TASK SET:
(a) In the Elastic Agent issue text, what does the OpenShift security policy require of containers?
(b) Resume the Elastic Agent issue text at the point where it stops.
--- Begin SOURCE EXCERPT ---
[elastic-agent][beats] Problem when running as a non-root randomized UID

The OpenShift environment has a security policy that requires containers to run with a randomized UID. This causes issues when running the Elastic Agent. Typically, a standard solution is to ensure the user belongs to group 0 (root), as the root group does not have any special permissions in this context but allows for consistent file access across random UIDs.

The elastic-agent-complete image (and likely the standard elastic-agent image) uses the following IDs:

podman run --rm -it --entrypoint /usr/bin/id elastic/elastic-agent-complete:9.3.1
uid=1000(elastic-agent) gid=1000(elastic-agent) groups=1000(elastic-agent),0(root)

Starting the container results in numerous errors such as:

{
  "log.level": "error",
  "@timestamp": "2026-03-05T10:02:07.365Z",
  "message": "Failed to list light metricsets for module tomcat: getting metricsets for module 'tomcat': loading light module 'tomcat' definition: loading module configuration from '/usr/share/elastic-agent/data/elastic-agent-2ec825/components/module/tomcat/module.yml': config file (\"/usr/share/elastic-agent/data/elastic-agent-2ec825/components/module/tomcat/module.yml\") must be owned by the user identifier (uid=1000730000) or root",
  "component": {
    "binary": "metricbeat",
    "dataset": "elastic_agent.metricbeat",
    "id": "beat/metrics-monitoring",
    "type": "beat/metrics"
  },
  "service.name": "metricbeat",
  "log.logger": "registry.lightmodules",
  "log.origin": {
    "file.line": 145,
    "file.name": "mb/lightmodules.go",
    "function": "github.com/elastic/beats/v7/metricbeat/mb.(*LightModulesSource).ModulesInfo"
  },
  "resource": {
    "service.instance.id": "fe0de429-1ead-41a0-8785-e5a3890390db",
    "service.name": "/usr/share/elastic-agent/data/elastic-agent-2ec825/components/elastic-otel-collector",
    "service.version": "9.3.1"
  },
  "otelcol.component.id": "metricbeatreceiver/_agent-component/beat/metrics-monitoring",
  "otelcol.signal": "logs",
  "log": {
    "source": "beat/metrics-monitoring"
--- End SOURCE EXCERPT ---
--- Begin STORED RECORDS ---
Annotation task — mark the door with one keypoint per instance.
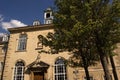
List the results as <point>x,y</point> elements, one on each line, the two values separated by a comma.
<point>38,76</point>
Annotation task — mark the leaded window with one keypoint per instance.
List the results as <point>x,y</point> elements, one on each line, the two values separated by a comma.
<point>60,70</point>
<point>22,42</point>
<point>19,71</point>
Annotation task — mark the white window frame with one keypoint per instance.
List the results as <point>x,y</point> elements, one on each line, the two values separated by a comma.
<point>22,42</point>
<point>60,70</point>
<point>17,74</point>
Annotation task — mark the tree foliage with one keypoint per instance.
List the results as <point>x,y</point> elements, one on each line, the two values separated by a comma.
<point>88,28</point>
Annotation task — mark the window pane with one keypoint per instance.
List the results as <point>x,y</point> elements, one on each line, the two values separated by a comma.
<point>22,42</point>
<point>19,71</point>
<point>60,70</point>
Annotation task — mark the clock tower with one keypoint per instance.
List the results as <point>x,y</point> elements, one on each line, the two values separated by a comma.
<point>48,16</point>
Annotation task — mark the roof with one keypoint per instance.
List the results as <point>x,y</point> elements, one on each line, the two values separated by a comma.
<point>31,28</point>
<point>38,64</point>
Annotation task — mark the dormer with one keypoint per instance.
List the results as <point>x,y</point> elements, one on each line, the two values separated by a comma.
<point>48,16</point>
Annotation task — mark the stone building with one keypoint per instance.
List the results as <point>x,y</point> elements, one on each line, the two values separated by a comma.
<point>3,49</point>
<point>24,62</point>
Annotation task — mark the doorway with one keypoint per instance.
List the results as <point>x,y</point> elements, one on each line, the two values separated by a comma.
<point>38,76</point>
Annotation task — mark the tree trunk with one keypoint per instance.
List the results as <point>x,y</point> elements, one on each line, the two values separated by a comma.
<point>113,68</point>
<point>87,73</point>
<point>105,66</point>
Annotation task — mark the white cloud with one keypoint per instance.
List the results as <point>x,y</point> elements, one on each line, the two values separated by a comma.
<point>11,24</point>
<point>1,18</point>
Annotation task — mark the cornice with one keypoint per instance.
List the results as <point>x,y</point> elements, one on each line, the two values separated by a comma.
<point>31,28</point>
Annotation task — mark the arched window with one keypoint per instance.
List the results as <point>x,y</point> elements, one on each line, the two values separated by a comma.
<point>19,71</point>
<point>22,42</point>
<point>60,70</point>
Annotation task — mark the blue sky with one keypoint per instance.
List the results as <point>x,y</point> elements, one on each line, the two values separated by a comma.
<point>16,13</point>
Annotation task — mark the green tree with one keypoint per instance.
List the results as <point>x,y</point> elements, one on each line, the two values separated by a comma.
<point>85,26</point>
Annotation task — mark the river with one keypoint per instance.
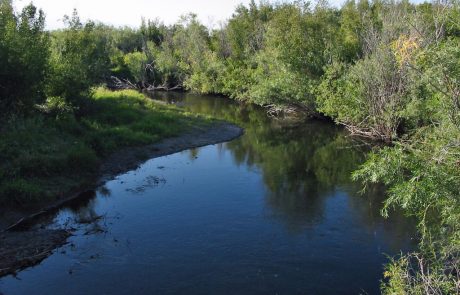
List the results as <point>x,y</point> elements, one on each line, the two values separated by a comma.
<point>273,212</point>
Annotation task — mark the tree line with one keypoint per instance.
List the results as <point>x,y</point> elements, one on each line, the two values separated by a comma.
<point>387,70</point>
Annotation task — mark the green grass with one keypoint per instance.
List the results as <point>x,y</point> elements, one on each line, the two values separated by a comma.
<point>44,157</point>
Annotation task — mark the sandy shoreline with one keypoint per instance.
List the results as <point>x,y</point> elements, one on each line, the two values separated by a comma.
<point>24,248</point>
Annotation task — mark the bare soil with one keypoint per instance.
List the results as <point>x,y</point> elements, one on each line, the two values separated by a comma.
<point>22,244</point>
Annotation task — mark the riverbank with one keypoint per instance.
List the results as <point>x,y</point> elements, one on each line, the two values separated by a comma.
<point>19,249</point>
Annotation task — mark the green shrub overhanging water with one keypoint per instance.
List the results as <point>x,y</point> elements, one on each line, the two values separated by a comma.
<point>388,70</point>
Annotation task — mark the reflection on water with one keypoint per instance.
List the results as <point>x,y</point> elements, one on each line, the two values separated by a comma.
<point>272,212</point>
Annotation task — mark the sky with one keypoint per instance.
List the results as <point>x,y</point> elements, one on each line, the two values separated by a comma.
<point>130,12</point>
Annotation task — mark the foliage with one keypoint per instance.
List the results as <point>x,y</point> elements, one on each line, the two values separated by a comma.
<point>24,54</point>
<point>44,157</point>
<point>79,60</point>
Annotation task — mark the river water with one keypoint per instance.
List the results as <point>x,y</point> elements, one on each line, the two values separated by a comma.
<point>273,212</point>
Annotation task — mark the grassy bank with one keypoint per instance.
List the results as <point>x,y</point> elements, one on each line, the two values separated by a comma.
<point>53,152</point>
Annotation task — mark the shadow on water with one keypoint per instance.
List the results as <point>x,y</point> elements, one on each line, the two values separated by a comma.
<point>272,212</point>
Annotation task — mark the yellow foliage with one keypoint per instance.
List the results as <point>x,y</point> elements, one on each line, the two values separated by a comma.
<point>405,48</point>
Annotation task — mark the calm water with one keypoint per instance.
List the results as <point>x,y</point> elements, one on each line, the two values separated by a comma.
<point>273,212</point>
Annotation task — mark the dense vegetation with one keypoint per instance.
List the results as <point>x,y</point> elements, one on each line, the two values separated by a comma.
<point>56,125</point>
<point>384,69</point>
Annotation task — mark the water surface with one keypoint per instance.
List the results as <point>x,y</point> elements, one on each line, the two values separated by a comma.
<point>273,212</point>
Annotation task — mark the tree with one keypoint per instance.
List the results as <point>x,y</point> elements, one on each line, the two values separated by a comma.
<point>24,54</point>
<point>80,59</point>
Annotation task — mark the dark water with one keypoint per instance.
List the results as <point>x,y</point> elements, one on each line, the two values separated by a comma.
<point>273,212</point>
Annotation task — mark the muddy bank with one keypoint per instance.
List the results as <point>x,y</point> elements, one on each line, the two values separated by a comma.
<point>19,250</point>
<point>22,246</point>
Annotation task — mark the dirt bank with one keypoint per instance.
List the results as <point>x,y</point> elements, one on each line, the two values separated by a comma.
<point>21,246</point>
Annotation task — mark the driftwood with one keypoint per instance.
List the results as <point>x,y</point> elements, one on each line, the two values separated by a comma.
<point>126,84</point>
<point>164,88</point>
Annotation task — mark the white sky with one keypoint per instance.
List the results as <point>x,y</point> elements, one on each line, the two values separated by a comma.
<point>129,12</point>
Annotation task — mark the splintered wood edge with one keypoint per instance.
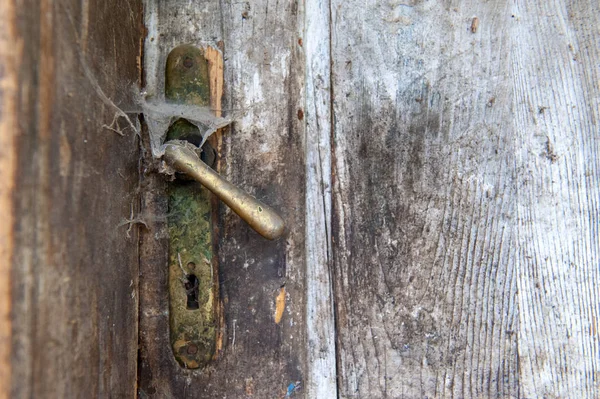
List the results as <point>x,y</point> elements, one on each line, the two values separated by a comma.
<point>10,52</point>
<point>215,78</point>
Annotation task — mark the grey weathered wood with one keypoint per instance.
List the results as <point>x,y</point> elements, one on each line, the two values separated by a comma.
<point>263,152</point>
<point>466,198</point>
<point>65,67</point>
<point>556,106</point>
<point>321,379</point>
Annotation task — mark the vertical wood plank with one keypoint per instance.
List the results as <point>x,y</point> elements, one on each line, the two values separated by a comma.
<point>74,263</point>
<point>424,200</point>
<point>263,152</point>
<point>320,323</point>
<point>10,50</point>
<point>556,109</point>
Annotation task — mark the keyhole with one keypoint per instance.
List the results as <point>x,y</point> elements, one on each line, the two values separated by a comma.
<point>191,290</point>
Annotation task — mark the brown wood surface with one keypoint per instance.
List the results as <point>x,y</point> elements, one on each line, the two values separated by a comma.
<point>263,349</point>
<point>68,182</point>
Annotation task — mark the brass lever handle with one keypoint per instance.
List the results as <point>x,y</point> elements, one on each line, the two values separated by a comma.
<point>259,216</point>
--- End STORED RECORDS ---
PER-TASK OUTPUTS:
(a) It requires containers to run with a randomized UID.

(b)
  },
  "ecs.version": "1.6.0",
  "otelcol.component.kind": "receiver"
}

Initially, I thought the method was checking whether the files were writable by
the process - and even if error message is quite clear, then it should not fail
when the process can write to the file. I created a minimal Dockerfile to test
this:

FROM elastic/elastic-agent-complete:9.3.1

USER root
RUN usermod -g 0 elastic-agent && \
    find / -not -path "/proc/*" -user elastic-agent -exec chmod g+u {} \;  && \
    find / -not -path "/proc/*" -group elastic-agent -exec chown elastic-agent:root {} \; && \
    groupdel elastic-agent
USER elastic-agent

The root group should have all the permissions that the owner normally has, but the error persists. I examined the Beats source code at: beats/libbeat/common/config.go at main · elastic/beats · GitHub

func OwnerHasExclusiveWritePerms(name string) error {

This function checks if the running user (EUID - effective user ID) has exclusive write permissions to the file. The problem is that with a randomized UID, this check will always fail, even though the check technically allows the file to be owned by root.

To maintain write permissions, the group (0 - root, as seen in images prepared by Red Hat) should have 'rw' or 'rwx' permissions.

podman run --rm --entrypoint /usr/bin/id registry.access.redhat.com/ubi10/httpd-24
uid=1001(default) gid=0(root) groups=0(root)

Another potential workaround would be to make all files owned by root, but looking at the code, the second part of the check is:


	// Test if group or other have write permissions.
	if perm&0022 > 0 {
		nameAbs, err := filepath.Abs(name)
		if err != nil {
			nameAbs = name
		}
		return fmt.Errorf(`config file ("%v") can only be writable by the `+
			`owner but the permissions are "%v" (to fix the permissions use: `+
			`'chmod go-w %v')`,
			name, perm, nameAbs)
	}

This logic causes the current solution to fail consistently in hardened environments where group-write permissions are necessary for functionality.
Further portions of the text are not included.